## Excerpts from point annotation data
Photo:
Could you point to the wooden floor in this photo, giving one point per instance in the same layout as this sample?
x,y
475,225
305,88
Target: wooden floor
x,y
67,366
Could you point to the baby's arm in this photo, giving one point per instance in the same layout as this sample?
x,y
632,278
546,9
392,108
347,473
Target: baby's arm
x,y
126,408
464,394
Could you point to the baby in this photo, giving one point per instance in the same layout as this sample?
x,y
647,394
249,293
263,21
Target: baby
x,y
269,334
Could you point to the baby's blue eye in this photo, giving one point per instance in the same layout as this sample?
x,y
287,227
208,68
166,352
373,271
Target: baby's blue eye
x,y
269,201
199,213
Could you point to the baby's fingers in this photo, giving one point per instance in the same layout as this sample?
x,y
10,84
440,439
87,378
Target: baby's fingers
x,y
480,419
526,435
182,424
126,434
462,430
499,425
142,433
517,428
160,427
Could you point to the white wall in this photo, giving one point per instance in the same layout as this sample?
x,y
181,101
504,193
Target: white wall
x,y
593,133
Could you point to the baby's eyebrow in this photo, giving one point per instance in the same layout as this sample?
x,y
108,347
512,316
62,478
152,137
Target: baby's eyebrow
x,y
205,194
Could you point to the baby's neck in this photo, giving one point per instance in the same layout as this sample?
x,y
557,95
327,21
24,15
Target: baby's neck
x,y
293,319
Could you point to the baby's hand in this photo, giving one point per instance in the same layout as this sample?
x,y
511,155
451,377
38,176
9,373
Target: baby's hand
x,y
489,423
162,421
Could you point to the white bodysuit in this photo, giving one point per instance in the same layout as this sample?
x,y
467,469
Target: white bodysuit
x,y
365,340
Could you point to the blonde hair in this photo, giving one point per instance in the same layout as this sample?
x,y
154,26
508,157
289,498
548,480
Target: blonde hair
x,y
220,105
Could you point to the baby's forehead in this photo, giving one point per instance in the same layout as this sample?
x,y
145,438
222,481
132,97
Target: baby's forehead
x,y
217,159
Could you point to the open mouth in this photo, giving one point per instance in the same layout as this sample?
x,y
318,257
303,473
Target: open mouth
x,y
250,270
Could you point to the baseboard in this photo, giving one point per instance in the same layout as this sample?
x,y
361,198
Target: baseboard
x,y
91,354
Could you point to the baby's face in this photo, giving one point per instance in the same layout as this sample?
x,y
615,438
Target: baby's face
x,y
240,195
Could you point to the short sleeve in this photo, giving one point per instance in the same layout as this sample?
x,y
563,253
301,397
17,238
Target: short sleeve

## Instructions to follow
Reproduce all of the material above verbatim, line for line, without changing anything.

## Expected output
Photo:
Could you point to the wooden floor in this photo, giving one point per instance in the same layout as this sample?
x,y
475,225
305,88
Target: wooden floor
x,y
67,366
Could you point to the baby's arm in this photo, giving one point per instance in the same layout as this sample?
x,y
632,278
546,9
392,108
347,473
Target: baby's arm
x,y
126,408
464,394
Could you point to the baby in this photo, giving one point per instance in the same layout as this sample?
x,y
647,394
249,293
263,21
Target: baby
x,y
269,334
Could you point to the baby's blue eye in this photo, giving one point per instance in the same layout as this sample?
x,y
287,227
208,68
166,352
373,271
Target: baby's blue eye
x,y
269,201
199,213
Could you point to the baby's fingers in this photo, giving one point per instance in the same layout as this sample?
x,y
10,84
440,439
87,378
Target: baby's fingers
x,y
480,419
526,435
182,424
126,434
462,430
499,425
142,433
517,428
160,427
Could you point to the white wall in this photo, giving one point per instance in the same layout as this sample?
x,y
181,101
504,193
Target: white wall
x,y
593,133
Could you point to the baby's eyebrow in this photo, giving one point per instance in the same layout as this sample?
x,y
108,347
512,316
62,478
152,137
Target: baby's eyebrow
x,y
205,194
Could you point to the baby's neck in this photo, giving one point per instance in the same layout as this sample?
x,y
557,95
327,21
24,15
Target: baby's neck
x,y
293,319
Could you point to the baby's hand in this photo, giving one point per instance in the same layout as this sample?
x,y
511,155
451,377
38,176
9,373
Target: baby's hand
x,y
489,423
162,421
Could you point to the white bodysuit in this photo, giving one point per instance in the same layout as this sample?
x,y
467,469
Target: white bodysuit
x,y
365,340
Could you point to the blonde hair in this photo, giving one point per instance in the same layout as this sample?
x,y
154,26
508,157
289,498
548,480
Target: blonde hair
x,y
220,105
Could you point to the baby's forehead in this photo, giving one point per instance in the same layout as this sample?
x,y
145,438
222,481
132,97
Target: baby's forehead
x,y
217,159
Could you point to the open mouth in this photo, giving one point per instance in the same layout as this sample?
x,y
318,257
303,473
Target: open mouth
x,y
250,270
Could you point to the baseboard in this photo, giving one point per instance in the same layout as this sample?
x,y
361,198
Target: baseboard
x,y
91,354
Could you point to the baby's face in this photo, giving one point per instance in the same layout as this sample?
x,y
615,438
Target: baby's face
x,y
240,195
Could you point to the short sleeve in this photo, giving one point per instance in the same layout as this sample?
x,y
563,253
301,397
17,238
Target: short sleeve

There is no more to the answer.